Liste todos os grupos de pessoas que, segundo o texto sobre a morte criminosa, estão sempre ao lado de uma figura pública.

Texto do documento:
┌────────

A morte
não é mesmo o fim...
Por Alessandra
Leles Rocha
É, a morte não é mesmo o fim. Especialmente,
quando ela chega através do crime. A morte criminosa é uma história que não tem
ponto final, ela tem reticências que reverberam os acontecimentos, à revelia de
quem quer que seja. Como se a verdade precisasse ser digerida, processada, diversas
vezes, até esgotar o seu limite. Não é à toa que dentro do universo jurídico há
quem não se canse de afirmar que não exista crime perfeito.
Não mesmo! Crimes não são solução
de nada. Quase sempre, eles amplificam as situações de maneira terrível e
irreversível. Haja vista os crimes de natureza política. Não se manda “recado”
através de uma figura pública. Figuras públicas nunca estão sós. Há sempre um
rol de seguidores, de apoiadores, de simpatizantes, dispostos a prosseguir defendendo
suas ideias, seus projetos, seu legado.

└────────

Material extraído:
┌────────

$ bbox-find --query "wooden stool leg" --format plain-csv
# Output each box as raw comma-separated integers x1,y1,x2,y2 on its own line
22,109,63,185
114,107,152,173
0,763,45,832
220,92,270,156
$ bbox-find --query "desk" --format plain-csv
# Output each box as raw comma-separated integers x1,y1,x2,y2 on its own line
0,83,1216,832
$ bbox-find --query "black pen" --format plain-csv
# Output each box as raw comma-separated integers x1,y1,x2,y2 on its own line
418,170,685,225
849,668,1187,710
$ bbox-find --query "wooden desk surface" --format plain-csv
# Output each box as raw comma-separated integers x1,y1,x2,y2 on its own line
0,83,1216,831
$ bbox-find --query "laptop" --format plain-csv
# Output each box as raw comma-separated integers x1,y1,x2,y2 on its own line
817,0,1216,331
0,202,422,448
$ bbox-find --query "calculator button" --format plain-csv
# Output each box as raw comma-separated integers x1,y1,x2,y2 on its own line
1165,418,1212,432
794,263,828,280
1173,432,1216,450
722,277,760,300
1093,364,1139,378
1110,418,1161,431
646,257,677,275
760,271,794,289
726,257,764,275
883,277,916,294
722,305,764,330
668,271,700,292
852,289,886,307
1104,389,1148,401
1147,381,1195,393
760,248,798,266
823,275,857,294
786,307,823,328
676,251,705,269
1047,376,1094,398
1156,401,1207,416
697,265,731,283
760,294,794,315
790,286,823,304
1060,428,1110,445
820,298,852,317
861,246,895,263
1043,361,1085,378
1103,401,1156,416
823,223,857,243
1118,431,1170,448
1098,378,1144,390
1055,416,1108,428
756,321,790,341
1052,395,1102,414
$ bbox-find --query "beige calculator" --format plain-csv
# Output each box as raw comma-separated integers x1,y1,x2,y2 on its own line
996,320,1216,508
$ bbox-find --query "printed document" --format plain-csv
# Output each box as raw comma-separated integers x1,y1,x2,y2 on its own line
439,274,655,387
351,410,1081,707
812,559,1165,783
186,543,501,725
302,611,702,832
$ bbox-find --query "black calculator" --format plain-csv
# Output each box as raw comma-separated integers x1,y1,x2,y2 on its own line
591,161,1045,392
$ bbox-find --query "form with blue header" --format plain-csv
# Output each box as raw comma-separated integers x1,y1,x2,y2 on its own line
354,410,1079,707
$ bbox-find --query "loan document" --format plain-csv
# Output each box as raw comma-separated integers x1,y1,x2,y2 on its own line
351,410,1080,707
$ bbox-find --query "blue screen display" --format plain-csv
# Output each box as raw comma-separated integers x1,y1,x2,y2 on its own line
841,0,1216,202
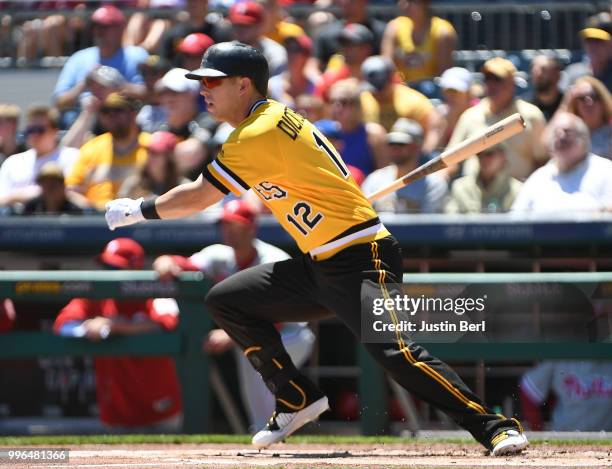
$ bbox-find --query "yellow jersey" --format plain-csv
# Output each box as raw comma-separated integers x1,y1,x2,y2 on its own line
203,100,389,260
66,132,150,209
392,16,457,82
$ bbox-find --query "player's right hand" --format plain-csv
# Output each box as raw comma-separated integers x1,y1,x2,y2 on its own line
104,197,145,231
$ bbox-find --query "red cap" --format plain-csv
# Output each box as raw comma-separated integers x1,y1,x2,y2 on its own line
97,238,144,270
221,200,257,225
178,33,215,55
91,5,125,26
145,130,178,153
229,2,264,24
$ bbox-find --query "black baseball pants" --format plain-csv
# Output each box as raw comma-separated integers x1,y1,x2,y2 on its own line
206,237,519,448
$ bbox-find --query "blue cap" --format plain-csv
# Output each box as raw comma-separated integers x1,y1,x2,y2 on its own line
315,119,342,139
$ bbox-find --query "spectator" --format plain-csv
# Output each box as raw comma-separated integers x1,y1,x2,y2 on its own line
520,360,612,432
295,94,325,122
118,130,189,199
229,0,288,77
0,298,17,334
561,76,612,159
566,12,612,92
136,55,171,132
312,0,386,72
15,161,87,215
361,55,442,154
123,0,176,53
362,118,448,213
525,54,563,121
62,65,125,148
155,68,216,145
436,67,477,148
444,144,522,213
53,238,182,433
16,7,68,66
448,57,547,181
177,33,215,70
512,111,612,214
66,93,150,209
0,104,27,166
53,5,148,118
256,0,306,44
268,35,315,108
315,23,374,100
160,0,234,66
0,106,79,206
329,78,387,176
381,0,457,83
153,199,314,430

└────────
┌────────

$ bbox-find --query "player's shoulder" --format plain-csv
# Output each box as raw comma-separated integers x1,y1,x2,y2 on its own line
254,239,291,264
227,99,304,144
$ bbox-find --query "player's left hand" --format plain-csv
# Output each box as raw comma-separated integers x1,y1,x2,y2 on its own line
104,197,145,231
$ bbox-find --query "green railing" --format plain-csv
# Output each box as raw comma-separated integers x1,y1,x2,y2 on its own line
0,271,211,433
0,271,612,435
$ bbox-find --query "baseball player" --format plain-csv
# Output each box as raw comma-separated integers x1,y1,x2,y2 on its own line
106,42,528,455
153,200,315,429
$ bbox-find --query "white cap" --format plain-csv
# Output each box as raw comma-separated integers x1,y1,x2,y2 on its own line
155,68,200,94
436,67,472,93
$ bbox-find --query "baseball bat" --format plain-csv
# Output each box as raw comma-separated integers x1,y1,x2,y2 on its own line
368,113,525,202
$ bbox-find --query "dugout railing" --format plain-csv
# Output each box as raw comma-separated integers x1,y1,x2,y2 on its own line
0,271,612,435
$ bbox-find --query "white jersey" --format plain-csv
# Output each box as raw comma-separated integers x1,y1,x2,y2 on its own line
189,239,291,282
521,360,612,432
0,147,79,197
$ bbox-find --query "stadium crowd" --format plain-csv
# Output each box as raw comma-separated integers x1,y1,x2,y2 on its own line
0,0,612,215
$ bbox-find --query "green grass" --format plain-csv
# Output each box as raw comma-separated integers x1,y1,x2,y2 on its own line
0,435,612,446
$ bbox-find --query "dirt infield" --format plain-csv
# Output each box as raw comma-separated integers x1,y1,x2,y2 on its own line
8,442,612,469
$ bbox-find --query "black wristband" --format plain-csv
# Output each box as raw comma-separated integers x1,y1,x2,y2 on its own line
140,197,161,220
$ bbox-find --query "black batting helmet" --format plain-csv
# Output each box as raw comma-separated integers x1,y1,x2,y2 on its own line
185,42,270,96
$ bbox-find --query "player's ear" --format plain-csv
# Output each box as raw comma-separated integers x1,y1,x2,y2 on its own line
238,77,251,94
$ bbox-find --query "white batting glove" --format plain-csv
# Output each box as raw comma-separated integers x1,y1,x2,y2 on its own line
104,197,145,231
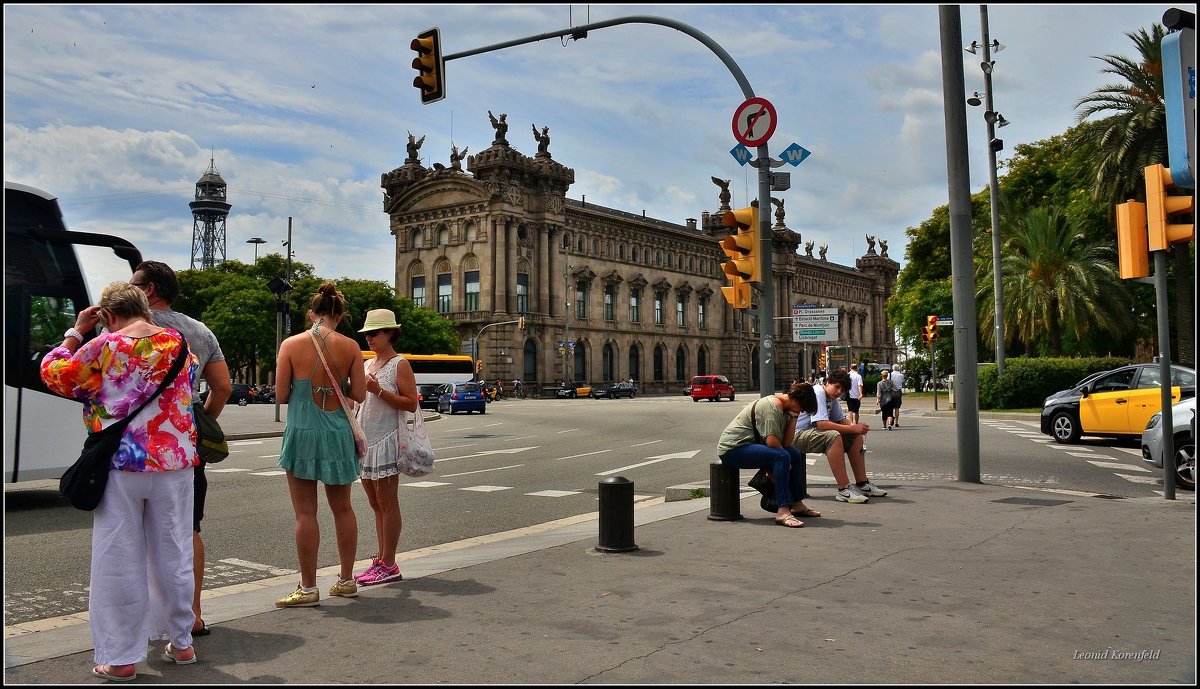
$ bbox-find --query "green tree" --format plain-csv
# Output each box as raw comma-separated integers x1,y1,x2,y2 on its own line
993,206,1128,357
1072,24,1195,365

└────────

Resposta:
- seguidores
- apoiadores
- simpatizantes